» Data provided:
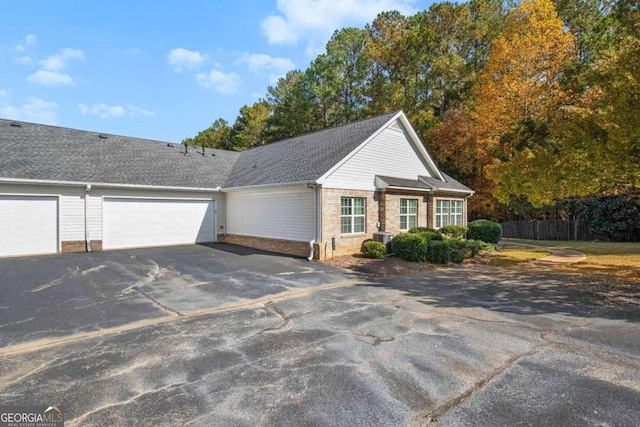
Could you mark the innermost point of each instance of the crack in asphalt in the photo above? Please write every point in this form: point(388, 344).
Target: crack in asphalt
point(376, 339)
point(432, 416)
point(158, 303)
point(31, 346)
point(282, 314)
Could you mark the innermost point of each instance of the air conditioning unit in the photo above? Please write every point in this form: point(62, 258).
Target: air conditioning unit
point(384, 237)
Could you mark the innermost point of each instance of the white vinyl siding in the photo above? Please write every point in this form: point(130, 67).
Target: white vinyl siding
point(286, 213)
point(70, 206)
point(448, 212)
point(28, 225)
point(408, 214)
point(353, 215)
point(390, 153)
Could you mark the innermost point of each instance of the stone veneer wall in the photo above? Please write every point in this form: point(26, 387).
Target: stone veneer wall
point(345, 243)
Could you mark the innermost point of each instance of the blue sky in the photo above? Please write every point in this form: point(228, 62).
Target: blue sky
point(160, 69)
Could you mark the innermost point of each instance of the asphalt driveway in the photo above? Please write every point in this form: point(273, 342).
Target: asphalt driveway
point(172, 343)
point(61, 295)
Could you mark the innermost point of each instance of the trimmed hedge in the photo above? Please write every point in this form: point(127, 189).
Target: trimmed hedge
point(485, 230)
point(453, 230)
point(373, 249)
point(409, 246)
point(419, 230)
point(453, 250)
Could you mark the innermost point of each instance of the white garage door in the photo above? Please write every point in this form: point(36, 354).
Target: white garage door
point(28, 225)
point(131, 223)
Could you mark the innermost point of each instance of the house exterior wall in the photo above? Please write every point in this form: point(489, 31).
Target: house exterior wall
point(390, 153)
point(331, 225)
point(284, 213)
point(392, 210)
point(71, 213)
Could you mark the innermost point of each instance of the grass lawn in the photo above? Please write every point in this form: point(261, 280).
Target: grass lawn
point(510, 255)
point(621, 259)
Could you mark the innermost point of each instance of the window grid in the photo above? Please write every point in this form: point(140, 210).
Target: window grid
point(352, 215)
point(408, 213)
point(448, 212)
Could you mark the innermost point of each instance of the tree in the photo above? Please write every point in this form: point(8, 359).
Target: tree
point(251, 126)
point(218, 135)
point(293, 107)
point(521, 79)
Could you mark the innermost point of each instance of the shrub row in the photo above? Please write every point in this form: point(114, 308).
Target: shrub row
point(419, 247)
point(373, 249)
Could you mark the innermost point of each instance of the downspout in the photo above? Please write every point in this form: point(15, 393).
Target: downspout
point(87, 237)
point(315, 225)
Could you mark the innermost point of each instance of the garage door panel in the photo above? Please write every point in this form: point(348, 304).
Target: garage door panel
point(132, 223)
point(28, 225)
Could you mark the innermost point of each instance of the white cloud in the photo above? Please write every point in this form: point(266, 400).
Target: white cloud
point(24, 60)
point(223, 83)
point(105, 111)
point(31, 39)
point(314, 20)
point(35, 110)
point(273, 66)
point(59, 61)
point(50, 78)
point(181, 59)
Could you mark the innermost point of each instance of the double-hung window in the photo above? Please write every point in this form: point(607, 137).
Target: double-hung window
point(408, 213)
point(352, 215)
point(448, 212)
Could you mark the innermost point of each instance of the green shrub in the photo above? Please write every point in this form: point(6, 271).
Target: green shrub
point(431, 235)
point(437, 252)
point(454, 250)
point(419, 230)
point(409, 246)
point(485, 230)
point(453, 230)
point(373, 249)
point(458, 250)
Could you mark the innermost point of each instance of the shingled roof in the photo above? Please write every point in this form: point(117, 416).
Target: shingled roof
point(40, 152)
point(303, 158)
point(30, 151)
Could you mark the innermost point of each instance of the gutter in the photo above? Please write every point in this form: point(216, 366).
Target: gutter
point(280, 184)
point(87, 237)
point(103, 185)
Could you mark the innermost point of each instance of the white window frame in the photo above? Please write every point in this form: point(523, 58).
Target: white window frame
point(448, 212)
point(406, 215)
point(351, 215)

» Given problem: Reproduce every item above word for word, with no changes. Leave the pictures out of your answer.

» Worked answer:
Could you mark the innermost point of each instance of the crack in asphalt in the photo above? Please write every point in this form: point(388, 344).
Target: crack in asphalt
point(376, 339)
point(432, 416)
point(158, 303)
point(31, 346)
point(282, 314)
Could you mark the innermost point of each instance of the air conditioning unit in the photo above? Please write every point in this form: point(62, 258).
Target: air conditioning unit
point(384, 237)
Could you mark the innermost point of each instance of the white vinyl siding in the photo above? Please write every point in this form: point(130, 67).
Target: white vinyl siding
point(286, 213)
point(70, 206)
point(448, 212)
point(28, 225)
point(408, 214)
point(353, 215)
point(390, 153)
Could you mark the innermost point of each instance of the stone veneer wall in the photo above? Please write every point in this form: point(26, 387).
Target: stone veneer wall
point(345, 243)
Could you mark the innermost point of each instance of the blue sky in the photo above? Please write every point in this form: point(228, 62).
Target: blue sky
point(160, 69)
Could you mark the innermost point of each instance of the asphalt driveway in the photo above? Please write every point in this form: point(273, 342).
Target: asphalt driveway
point(172, 343)
point(61, 295)
Could you mark the innermost point of each instance of the trimmed hedge in the photo above? Please write every point in this form: point(127, 189).
Target: trimmed hedge
point(485, 230)
point(453, 230)
point(373, 249)
point(409, 246)
point(419, 230)
point(453, 250)
Could you mark the innermost point of each instance of the white garage door in the photo above? Please write every point in this form: point(36, 354).
Target: white garage door
point(28, 225)
point(131, 223)
Could you mark the innermost point of each instance of the house exterior wall in the photo above? Please write every point in this form: point(489, 31).
Target: house exterior wall
point(390, 153)
point(331, 225)
point(284, 213)
point(392, 210)
point(71, 213)
Could you mark the innermost point of each instance of the grass lawn in the photo above? Please write every point in this form: point(261, 280).
Target: grass lawn
point(510, 255)
point(621, 259)
Could you mark the innermost point of each instance of the window grid in the photo above? Please write every point in this form: point(140, 210).
Target: window grid
point(352, 215)
point(408, 213)
point(448, 212)
Could you mark the innermost point of each instance of the tree in the photo above? Please write every point in this form: point(8, 359).
Target: tree
point(251, 126)
point(218, 135)
point(293, 107)
point(521, 79)
Could you mark the innermost point of each instance of the shrub row in the photo above? Please write every point in this form: point(114, 308).
Target: shrub row
point(419, 247)
point(373, 249)
Could you mark the innermost point of each instance of the downspout in the photo above? Please write every point in this form: point(15, 393).
Target: downspout
point(87, 237)
point(315, 225)
Could you mark the innermost point of each instance of the garage door panel in the photo above? Please write every point in this form: point(348, 304).
Target: garage door panel
point(132, 223)
point(28, 225)
Could you mark the innermost point of each instance of the white cloud in the photo above? Please write every point in this form: point(266, 400).
Target: white cloud
point(24, 60)
point(223, 83)
point(105, 111)
point(31, 39)
point(314, 20)
point(35, 110)
point(273, 66)
point(59, 61)
point(50, 78)
point(181, 59)
Could you mark the innermost point of each instance of the double-hung window in the photo above? Please write every point in this form: point(607, 137).
Target: double-hung window
point(408, 213)
point(352, 215)
point(448, 212)
Could you mark the innermost point of each instance of the green shrub in the photo above? Please write every point in this form: point(6, 271).
Target: green shrub
point(431, 235)
point(437, 252)
point(454, 250)
point(419, 230)
point(409, 246)
point(485, 230)
point(453, 230)
point(373, 249)
point(458, 250)
Could you mark the innermost point of each instance of the shingled roof in the photo above? Please write every point in this form: point(117, 416).
Target: shingled roof
point(40, 152)
point(303, 158)
point(30, 151)
Could you mark the innermost point of each instance of the gutter in the photo above? Please write every point in this form: point(216, 366).
Target: gutter
point(280, 184)
point(87, 237)
point(103, 185)
Could you mark the innermost point of each instance of the white window frame in the photo above? Please write every point in this form: point(523, 58).
Target: white window frame
point(448, 212)
point(406, 215)
point(351, 215)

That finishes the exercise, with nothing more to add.